## PASSAGE SHOWN
....................

Recessions and pandemics should not deter you from investing in hospitality real estate. These assets are designed to weather market cycles, transfer across generations, or change hands through transactions. They offer resilience during downturns and flexibility during market recoveries.
8- Leverage alternative debt, co-investments, subsidies, and incentives.
Debt has been a cost-effective option in many markets. However, with that changing with recent hikes in interest rates, venture out to alternative debt options, other forms of equity, and co-investment opportunities, in addition to subsidies, loans, and incentives (where they exist) provided by governments and funds to stimulate investment in tourism projects. These benefits may disappear once the market rebounds.
9- Invest responsibly.
As sustainability gains prominence, acquiring certifications like Green Key and LEED has become essential for hotels. These benchmarks not only symbolize environmental commitment but also resonate with the values of modern travelers. Green Key showcases a hotel's dedication to eco-friendly practices, while LEED ensures energy efficiency and reduced carbon footprints. Beyond certifications, sustainable investments lead to decreased operational costs due to reduced resource usage. But sustainability isn’t solely about the environment. It's also about a hotel's relationship with its community and its role in charitable endeavors. In a world where travelers prioritize eco-conscious choices, investing responsibly isn’t just ethical—it’s smart business.
10- Select the right operator.
Your decision should not just be based on the size of the hotel group, the fee structure, or attractive promises. It's about the brand's fit for the specific market and location and choosing a partner to optimize your real estate's value. The recent pandemic underscored guests' reliance on a brand reputation for assurance of operational standards and hygiene protocols, highlighting the benefits that come with internationally recognized brands.
As we look to the future, these guiding principles can help investors navigate the opportunities and challenges inherent in the dynamic and ever-evolving world of hospitality real estate.
11- Consider Resort Investments.
Resorts offer unique investment opportunities that city hotels may not provide while catering to the strong leisure market which has proven resilient post-pandemic. They cater to a different kind of traveler, often looking for a complete experience in one place: accommodation, dining, entertainment, and recreational activities. Well-placed and well-managed resorts can yield significant returns as demand is expected to remain strong. However, keep in mind that these types of investments often require higher initial capital and ongoing maintenance costs, and they can be affected more heavily by seasonality and changes in travel trends.

....................

## EXCERPTED RECORDS
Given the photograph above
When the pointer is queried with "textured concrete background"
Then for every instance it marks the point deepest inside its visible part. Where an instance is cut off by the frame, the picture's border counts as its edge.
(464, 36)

....................

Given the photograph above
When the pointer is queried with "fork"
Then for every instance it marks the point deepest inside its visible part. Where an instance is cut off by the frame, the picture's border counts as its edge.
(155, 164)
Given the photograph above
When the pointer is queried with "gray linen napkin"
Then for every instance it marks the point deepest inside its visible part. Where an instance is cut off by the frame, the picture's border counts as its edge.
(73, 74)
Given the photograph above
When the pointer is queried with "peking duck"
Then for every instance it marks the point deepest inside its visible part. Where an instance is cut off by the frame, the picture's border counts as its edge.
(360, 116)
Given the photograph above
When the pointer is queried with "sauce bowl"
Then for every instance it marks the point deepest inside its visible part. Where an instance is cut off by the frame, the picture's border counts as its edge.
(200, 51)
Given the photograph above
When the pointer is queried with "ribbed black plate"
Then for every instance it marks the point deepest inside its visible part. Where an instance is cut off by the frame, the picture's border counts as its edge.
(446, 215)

....................

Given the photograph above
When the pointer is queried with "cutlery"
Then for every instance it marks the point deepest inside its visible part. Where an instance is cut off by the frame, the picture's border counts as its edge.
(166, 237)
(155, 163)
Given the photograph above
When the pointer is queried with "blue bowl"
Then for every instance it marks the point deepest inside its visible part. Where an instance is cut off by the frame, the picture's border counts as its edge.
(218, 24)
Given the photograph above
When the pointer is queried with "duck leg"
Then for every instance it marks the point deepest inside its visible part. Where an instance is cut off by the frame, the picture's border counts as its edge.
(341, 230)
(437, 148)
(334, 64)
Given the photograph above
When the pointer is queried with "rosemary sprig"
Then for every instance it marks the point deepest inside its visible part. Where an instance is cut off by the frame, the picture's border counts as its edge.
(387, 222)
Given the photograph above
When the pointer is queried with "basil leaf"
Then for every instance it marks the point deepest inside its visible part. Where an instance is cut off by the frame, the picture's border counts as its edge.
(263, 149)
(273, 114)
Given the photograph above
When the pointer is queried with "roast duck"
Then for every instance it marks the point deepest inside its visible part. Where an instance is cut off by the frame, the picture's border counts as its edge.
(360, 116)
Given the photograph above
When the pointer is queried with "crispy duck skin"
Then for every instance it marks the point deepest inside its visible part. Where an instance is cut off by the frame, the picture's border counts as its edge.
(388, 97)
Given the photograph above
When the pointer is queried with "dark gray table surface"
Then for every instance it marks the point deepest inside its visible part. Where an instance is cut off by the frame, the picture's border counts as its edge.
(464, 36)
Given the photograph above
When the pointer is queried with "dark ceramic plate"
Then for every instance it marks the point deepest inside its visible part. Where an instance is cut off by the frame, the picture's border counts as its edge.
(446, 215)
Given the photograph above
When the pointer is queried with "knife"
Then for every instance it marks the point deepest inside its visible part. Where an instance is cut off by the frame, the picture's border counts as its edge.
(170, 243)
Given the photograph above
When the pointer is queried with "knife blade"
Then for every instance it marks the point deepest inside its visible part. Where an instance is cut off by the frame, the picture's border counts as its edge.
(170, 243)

....................

## PROBLEM SET
1. Return the portion of the hospitality investment passage starting with "9- Invest responsibly." and going on through "the right operator.", word for word.
2. Resume the article on hospitality real estate investing, picking up right after its final sentence.

## RESULTS FOR THE EXERCISE
1.
9- Invest responsibly.
As sustainability gains prominence, acquiring certifications like Green Key and LEED has become essential for hotels. These benchmarks not only symbolize environmental commitment but also resonate with the values of modern travelers. Green Key showcases a hotel's dedication to eco-friendly practices, while LEED ensures energy efficiency and reduced carbon footprints. Beyond certifications, sustainable investments lead to decreased operational costs due to reduced resource usage. But sustainability isn’t solely about the environment. It's also about a hotel's relationship with its community and its role in charitable endeavors. In a world where travelers prioritize eco-conscious choices, investing responsibly isn’t just ethical—it’s smart business.
10- Select the right operator.

2.
12- Keep an Eye on Inflation.
Inflation can significantly impact the value of investments, returns, and even the purchasing power of your potential customers. In an inflationary environment, operational costs such as wages, utilities, and food supplies can increase, thus affecting your bottom line. This is particularly relevant in recent years as we face increased construction costs and a talent shortage which investors and hotel companies continuously find solutions to with clustering, shared services, creativity, and innovation.
13- Be Aware of Construction Costs.
Construction costs are a crucial factor in new builds and renovations. They can fluctuate significantly based on various factors, including the cost of materials, labor, regulatory compliance, and even geopolitical issues. It's crucial to have a thorough understanding of these costs and to budget for potential overruns. When these costs are managed well, they can significantly affect the profitability and return on your investment.
14- Monitor Interest Rates.
Like inflation, recent hikes in interest rates are leading to a major impact on both the cost of capital for new projects and the attractiveness of real estate as an investment class. Investors with the healthiest balance sheets, equity propositions, creative conversion opportunities and bold exit strategies are the ones that are being able to stand out versus investors mostly reliant on debt. The current investment landscape will highlight who the solid investors are.